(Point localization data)
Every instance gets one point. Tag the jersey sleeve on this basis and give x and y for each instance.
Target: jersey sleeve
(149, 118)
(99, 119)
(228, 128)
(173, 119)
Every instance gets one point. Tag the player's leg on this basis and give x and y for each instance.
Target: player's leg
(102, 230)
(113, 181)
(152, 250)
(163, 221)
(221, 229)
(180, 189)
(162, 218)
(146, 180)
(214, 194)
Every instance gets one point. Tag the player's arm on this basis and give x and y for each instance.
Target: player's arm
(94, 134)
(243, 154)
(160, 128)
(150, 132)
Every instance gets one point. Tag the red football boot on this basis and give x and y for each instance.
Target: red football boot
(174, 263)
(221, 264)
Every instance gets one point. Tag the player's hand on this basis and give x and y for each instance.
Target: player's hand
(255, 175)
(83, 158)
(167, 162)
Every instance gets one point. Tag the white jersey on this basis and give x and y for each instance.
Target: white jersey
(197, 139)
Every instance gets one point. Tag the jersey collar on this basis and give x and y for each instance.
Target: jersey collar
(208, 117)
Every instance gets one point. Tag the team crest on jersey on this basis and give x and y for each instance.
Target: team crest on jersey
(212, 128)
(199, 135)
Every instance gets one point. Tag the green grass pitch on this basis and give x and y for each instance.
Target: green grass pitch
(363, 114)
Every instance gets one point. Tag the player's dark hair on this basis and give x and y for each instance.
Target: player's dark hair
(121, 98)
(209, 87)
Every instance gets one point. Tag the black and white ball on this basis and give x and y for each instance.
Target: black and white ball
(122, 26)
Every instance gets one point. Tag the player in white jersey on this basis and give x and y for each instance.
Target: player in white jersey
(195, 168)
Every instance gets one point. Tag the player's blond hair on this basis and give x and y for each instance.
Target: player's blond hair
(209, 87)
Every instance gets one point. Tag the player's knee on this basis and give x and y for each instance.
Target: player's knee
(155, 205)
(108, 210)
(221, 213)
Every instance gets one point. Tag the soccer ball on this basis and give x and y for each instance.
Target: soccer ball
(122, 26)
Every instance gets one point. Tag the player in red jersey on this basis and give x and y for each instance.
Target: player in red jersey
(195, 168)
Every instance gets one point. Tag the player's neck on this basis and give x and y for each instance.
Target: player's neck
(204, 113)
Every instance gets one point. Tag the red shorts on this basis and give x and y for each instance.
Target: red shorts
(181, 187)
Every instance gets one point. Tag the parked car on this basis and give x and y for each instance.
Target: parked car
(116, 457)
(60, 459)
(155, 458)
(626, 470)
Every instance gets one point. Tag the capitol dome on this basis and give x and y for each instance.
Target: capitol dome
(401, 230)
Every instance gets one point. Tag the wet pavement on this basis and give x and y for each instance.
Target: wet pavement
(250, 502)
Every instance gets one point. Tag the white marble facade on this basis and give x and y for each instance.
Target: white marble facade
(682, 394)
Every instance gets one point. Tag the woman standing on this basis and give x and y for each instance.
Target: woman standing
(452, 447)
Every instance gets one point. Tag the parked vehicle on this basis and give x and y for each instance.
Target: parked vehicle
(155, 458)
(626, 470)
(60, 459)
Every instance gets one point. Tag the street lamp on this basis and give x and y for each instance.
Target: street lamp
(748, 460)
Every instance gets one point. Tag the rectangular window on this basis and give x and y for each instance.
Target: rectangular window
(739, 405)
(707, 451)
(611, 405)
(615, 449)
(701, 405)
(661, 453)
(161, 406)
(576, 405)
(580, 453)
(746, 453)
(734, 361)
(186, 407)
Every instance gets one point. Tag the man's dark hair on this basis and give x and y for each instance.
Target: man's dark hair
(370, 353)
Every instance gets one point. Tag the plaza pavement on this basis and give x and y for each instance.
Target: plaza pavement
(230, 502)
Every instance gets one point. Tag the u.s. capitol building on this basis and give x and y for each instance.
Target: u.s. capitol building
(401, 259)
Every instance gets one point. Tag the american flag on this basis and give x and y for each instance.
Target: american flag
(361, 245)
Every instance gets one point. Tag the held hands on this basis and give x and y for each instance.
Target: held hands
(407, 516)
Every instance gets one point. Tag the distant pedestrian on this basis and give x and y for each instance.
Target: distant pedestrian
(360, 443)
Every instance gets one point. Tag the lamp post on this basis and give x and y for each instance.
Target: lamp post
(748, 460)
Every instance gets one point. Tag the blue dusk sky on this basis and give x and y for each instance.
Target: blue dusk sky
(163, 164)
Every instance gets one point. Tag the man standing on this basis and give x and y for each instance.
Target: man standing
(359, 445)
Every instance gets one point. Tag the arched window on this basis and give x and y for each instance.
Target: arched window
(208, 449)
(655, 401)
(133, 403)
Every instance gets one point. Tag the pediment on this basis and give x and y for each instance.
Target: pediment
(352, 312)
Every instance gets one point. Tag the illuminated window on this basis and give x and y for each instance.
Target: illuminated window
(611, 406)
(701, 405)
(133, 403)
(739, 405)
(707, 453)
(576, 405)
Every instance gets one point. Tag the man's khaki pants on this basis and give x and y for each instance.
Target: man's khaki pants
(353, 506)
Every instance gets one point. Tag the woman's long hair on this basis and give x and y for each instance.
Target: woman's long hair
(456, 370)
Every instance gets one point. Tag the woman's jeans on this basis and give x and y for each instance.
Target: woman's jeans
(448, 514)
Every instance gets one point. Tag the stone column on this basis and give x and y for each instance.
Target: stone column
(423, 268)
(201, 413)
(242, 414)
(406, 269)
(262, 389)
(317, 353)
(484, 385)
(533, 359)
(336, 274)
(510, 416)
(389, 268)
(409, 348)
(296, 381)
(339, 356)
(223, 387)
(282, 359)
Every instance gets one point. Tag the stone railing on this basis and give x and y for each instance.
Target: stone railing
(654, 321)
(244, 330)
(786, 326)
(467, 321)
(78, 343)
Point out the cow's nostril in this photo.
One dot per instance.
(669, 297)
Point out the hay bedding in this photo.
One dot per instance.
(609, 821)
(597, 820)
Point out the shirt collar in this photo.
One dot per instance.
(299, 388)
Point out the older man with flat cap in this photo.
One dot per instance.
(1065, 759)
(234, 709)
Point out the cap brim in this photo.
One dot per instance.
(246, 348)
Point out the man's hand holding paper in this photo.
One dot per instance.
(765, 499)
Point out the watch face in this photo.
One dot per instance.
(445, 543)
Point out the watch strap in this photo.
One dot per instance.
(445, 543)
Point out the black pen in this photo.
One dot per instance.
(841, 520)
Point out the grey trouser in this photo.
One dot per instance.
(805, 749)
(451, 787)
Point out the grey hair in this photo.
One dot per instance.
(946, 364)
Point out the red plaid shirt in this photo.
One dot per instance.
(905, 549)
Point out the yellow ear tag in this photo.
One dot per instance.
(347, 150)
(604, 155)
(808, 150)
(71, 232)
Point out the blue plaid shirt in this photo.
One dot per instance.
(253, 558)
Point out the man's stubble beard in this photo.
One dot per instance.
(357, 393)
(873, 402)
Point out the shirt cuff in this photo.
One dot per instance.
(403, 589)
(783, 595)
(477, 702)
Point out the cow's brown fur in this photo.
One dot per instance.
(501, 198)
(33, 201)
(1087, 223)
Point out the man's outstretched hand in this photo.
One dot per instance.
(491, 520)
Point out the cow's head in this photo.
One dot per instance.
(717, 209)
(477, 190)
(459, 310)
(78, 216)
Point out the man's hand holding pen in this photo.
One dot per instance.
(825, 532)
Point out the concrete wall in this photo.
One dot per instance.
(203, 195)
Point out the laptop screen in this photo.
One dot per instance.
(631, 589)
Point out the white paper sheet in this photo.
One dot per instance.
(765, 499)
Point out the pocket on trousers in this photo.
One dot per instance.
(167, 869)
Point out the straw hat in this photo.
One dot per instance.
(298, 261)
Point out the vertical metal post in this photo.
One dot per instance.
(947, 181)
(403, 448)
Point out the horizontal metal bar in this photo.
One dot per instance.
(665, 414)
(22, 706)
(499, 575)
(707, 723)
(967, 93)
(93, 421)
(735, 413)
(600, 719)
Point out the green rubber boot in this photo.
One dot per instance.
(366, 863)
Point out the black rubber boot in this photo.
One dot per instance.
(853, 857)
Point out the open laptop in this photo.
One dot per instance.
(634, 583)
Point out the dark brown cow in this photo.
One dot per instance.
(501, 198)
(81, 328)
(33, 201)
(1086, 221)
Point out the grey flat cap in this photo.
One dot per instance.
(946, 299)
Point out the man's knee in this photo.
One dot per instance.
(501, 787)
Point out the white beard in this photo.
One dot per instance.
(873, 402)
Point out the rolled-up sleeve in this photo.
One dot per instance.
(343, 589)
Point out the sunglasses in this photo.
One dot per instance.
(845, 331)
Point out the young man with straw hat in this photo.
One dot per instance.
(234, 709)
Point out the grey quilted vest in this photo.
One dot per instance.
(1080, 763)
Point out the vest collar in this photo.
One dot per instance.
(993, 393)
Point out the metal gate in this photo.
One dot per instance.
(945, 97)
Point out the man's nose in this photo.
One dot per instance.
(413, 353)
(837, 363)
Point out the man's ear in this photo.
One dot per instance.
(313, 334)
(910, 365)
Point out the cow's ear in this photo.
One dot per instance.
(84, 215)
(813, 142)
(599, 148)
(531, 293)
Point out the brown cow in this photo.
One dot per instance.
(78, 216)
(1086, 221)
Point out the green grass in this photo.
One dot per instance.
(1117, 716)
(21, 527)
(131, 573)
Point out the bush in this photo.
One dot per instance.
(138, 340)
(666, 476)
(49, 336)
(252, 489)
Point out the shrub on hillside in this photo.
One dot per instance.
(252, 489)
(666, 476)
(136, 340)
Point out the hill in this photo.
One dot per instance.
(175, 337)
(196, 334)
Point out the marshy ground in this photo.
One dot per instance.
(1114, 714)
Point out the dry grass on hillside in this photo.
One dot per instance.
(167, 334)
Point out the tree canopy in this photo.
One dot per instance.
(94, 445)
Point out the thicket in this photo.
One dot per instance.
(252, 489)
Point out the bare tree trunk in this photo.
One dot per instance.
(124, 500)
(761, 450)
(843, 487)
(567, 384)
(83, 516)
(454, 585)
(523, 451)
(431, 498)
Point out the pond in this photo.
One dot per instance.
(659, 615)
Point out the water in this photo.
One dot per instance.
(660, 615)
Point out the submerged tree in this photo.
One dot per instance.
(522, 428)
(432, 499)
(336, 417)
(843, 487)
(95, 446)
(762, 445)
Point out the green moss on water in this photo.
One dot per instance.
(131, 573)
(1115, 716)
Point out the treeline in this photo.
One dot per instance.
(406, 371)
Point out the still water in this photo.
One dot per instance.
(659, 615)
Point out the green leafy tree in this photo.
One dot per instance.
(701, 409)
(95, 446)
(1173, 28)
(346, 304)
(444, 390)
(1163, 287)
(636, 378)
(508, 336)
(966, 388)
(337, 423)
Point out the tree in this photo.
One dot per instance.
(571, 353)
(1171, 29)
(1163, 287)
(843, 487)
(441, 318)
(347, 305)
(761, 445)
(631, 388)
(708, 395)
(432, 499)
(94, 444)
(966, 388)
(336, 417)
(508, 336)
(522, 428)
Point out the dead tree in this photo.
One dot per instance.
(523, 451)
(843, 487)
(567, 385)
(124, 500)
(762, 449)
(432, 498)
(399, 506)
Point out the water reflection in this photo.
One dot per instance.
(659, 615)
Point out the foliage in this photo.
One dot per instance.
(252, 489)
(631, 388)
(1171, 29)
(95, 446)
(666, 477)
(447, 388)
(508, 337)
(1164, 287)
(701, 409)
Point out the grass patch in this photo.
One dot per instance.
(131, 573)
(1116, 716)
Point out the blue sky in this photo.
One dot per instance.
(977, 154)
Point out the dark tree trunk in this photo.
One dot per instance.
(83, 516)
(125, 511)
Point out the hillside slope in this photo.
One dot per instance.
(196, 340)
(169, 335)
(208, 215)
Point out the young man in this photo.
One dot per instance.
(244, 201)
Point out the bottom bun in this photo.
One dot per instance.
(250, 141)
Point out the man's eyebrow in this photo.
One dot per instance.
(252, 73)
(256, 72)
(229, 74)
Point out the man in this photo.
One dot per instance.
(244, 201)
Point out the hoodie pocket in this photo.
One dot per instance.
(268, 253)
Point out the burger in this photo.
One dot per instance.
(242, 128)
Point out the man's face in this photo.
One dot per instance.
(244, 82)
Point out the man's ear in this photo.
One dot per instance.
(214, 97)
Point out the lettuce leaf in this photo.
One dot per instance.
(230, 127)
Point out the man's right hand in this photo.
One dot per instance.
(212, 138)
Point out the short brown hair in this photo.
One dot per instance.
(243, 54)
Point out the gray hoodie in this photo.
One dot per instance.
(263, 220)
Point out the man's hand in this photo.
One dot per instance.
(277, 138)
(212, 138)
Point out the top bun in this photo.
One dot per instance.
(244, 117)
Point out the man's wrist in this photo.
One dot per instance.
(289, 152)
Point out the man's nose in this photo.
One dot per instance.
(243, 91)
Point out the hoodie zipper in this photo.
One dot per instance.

WHAT THE TASK REQUIRES - Please reproduce the lines from the line with "Every instance gets one point. Tag the stone column" to the line with "Point out the red plaid shirt in this photo.", both ends included, exactly as they appear above.

ANSWER AREA -
Every instance gets one point. Tag the stone column on this basis and give x and y for each instance.
Target: stone column
(423, 268)
(201, 413)
(242, 414)
(406, 269)
(262, 389)
(317, 353)
(484, 385)
(533, 359)
(336, 274)
(510, 416)
(389, 268)
(409, 348)
(296, 381)
(339, 356)
(223, 387)
(282, 359)
Every instance gets one point. Tag the stone railing on this basis and give x and y for each instance.
Target: stone railing
(654, 321)
(244, 330)
(786, 326)
(467, 321)
(78, 343)
Point out the cow's nostril in this photo.
One dot per instance.
(669, 297)
Point out the hay bedding in this photo.
One dot per instance.
(609, 821)
(597, 820)
Point out the shirt collar in this photo.
One dot per instance.
(299, 388)
Point out the older man with flat cap in this photo.
One dot per instance.
(1065, 759)
(234, 709)
Point out the cap brim in this photo.
One dot per instance.
(246, 348)
Point out the man's hand holding paper in this photo.
One dot per instance.
(765, 499)
Point out the watch face in this photo.
One dot per instance.
(445, 543)
Point out the watch strap in this photo.
One dot per instance.
(445, 543)
Point out the black pen in this photo.
One dot per instance.
(841, 520)
Point out the grey trouser in this photo.
One dot per instance.
(805, 749)
(451, 787)
Point out the grey hair in this photo.
One dot per instance.
(946, 364)
Point out the red plaid shirt in this photo.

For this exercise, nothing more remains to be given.